Entries for pointing and labeling:
+===+
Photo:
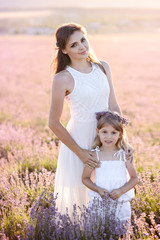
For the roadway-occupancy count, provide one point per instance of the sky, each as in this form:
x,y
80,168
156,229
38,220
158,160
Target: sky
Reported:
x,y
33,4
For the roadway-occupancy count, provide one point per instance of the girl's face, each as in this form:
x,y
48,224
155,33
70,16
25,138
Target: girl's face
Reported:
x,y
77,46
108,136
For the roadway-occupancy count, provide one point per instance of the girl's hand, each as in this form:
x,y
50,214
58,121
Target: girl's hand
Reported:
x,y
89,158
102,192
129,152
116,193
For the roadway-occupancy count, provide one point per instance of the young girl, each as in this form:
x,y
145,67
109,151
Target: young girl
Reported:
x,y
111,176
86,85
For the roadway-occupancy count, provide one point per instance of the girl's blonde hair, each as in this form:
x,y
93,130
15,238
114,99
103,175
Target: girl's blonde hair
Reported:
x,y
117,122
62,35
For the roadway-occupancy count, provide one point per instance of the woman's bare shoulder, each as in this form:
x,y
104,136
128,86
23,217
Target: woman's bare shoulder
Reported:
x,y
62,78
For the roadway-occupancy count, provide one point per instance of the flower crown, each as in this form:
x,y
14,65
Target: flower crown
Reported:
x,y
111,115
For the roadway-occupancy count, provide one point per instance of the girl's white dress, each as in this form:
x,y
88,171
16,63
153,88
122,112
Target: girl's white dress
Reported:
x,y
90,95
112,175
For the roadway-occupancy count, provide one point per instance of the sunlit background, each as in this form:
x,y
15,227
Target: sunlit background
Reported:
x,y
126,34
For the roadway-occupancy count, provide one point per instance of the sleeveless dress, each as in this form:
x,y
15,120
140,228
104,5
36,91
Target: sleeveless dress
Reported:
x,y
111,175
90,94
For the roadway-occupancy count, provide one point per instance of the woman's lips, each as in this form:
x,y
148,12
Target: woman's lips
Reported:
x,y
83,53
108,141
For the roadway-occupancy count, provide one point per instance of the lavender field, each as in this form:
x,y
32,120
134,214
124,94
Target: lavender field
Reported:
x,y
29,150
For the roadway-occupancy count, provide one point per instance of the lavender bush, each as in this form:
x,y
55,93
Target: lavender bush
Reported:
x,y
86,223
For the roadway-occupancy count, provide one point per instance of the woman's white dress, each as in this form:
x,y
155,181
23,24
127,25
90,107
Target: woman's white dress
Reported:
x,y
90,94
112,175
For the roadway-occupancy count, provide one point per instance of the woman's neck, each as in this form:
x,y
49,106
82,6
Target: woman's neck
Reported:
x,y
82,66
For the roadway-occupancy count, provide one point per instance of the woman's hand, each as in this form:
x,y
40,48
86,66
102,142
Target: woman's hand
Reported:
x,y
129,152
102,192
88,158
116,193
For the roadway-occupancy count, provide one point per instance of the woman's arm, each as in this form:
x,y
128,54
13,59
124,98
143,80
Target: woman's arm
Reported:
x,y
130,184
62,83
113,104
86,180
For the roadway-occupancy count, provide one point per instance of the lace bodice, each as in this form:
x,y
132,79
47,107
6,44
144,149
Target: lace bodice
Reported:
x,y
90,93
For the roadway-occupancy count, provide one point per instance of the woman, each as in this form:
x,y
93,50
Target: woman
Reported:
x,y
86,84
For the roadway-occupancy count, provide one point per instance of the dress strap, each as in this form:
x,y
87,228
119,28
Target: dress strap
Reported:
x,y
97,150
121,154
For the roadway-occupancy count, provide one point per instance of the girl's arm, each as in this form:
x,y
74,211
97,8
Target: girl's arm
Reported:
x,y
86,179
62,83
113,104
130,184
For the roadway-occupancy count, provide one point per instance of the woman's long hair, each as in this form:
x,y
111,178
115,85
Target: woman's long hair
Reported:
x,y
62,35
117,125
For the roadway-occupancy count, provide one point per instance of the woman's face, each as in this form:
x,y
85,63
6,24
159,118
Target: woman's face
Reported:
+===+
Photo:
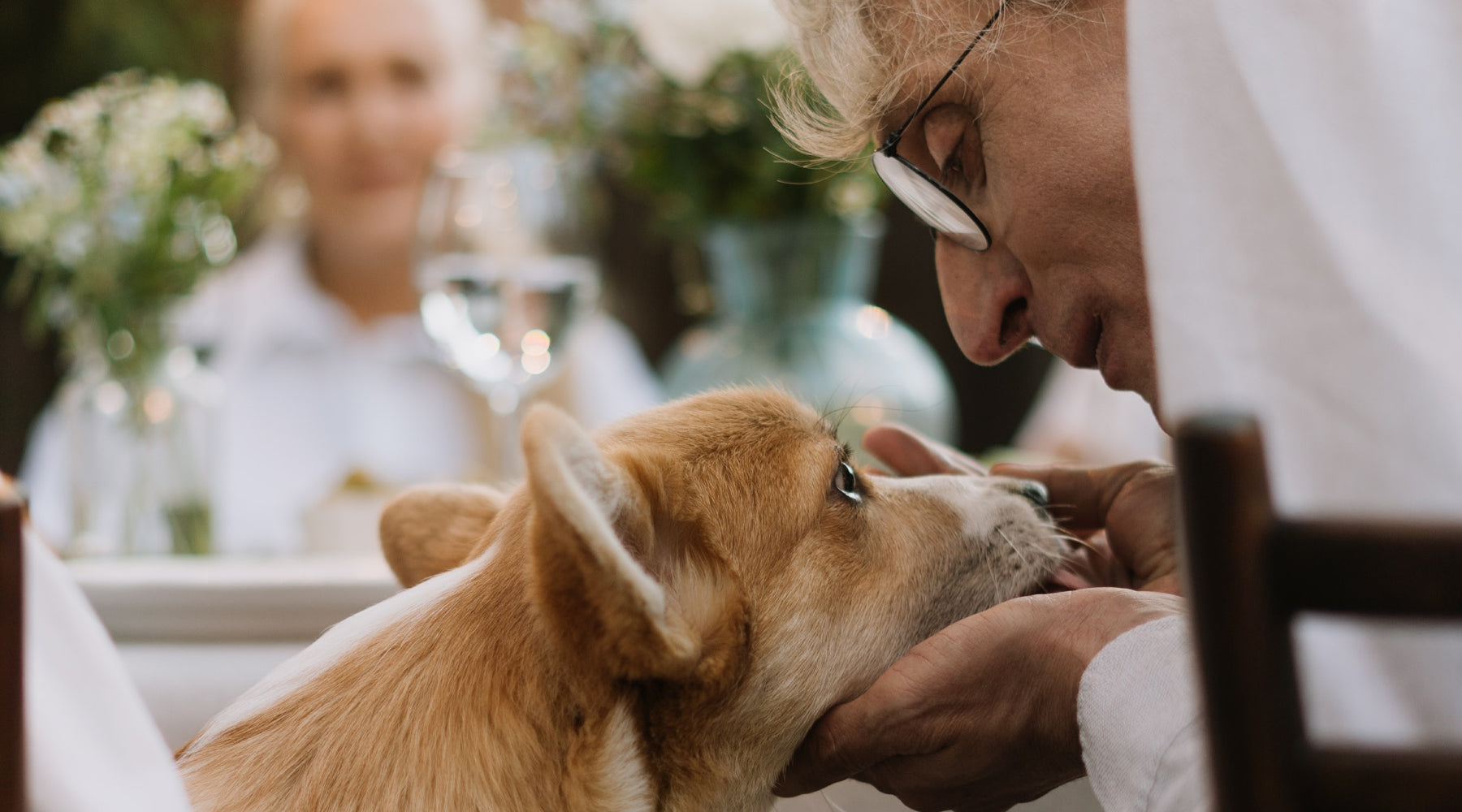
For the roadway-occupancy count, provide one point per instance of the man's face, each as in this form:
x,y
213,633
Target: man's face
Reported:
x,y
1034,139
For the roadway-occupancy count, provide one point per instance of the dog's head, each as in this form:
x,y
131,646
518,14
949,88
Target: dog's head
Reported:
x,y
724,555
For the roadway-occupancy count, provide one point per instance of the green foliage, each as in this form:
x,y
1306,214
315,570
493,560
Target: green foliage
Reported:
+===+
TO DO: Count the lines in the material above that contain the string "foliage", treating uppercase and lowercase as different, and reply with that number alone.

EXERCISE OUTPUT: 2